**What the task requires**
How many lines in the listing below contain the string "pillow"? Case counts. Reply with only the number.

**Input data**
----------

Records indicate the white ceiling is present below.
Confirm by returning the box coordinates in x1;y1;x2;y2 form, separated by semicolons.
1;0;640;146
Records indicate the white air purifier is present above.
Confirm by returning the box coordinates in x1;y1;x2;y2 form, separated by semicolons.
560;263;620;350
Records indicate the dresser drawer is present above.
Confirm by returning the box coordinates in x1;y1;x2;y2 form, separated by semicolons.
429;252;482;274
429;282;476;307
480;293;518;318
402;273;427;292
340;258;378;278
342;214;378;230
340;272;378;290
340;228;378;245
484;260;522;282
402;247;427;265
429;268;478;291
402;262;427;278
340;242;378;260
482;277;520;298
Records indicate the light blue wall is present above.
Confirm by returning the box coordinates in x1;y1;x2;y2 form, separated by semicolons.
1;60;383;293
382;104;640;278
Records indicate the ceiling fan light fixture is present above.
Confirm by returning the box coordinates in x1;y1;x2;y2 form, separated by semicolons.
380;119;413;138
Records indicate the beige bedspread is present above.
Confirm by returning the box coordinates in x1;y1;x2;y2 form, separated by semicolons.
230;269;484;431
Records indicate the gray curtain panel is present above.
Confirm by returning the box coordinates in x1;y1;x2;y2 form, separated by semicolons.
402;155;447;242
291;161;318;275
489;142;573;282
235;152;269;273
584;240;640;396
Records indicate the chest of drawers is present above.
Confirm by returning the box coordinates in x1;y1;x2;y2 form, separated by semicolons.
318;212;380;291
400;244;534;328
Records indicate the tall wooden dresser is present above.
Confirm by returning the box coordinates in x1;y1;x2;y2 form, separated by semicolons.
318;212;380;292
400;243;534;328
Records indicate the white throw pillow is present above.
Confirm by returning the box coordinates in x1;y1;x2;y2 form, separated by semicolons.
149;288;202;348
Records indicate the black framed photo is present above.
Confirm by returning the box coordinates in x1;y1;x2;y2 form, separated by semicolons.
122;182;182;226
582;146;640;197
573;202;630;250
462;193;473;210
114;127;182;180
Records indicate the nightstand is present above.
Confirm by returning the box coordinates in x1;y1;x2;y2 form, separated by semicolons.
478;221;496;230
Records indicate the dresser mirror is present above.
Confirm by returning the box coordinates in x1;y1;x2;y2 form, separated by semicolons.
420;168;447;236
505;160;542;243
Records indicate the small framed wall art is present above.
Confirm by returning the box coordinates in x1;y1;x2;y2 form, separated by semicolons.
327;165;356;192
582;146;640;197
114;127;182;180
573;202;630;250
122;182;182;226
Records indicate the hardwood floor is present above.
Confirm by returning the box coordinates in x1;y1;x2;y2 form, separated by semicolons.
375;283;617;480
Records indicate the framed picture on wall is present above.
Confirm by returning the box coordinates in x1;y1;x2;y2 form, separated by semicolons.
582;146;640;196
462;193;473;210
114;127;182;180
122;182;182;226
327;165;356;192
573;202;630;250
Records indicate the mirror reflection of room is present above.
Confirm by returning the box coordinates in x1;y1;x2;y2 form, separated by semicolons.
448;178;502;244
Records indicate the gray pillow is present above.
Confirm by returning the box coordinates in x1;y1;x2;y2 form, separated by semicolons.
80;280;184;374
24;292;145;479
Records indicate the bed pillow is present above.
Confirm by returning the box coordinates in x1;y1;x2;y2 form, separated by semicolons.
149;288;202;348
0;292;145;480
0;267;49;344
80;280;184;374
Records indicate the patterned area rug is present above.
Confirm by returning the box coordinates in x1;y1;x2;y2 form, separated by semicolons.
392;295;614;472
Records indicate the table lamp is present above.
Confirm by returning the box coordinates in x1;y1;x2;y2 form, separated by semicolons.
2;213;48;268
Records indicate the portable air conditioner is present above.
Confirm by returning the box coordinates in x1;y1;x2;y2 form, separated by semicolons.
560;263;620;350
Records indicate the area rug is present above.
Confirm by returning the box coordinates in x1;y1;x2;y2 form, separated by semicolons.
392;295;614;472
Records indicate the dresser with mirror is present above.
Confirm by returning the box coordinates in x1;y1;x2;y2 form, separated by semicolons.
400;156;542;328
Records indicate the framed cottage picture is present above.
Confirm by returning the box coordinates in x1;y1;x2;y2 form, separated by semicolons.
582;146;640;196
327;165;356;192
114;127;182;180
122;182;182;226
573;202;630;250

----------

**Solution**
3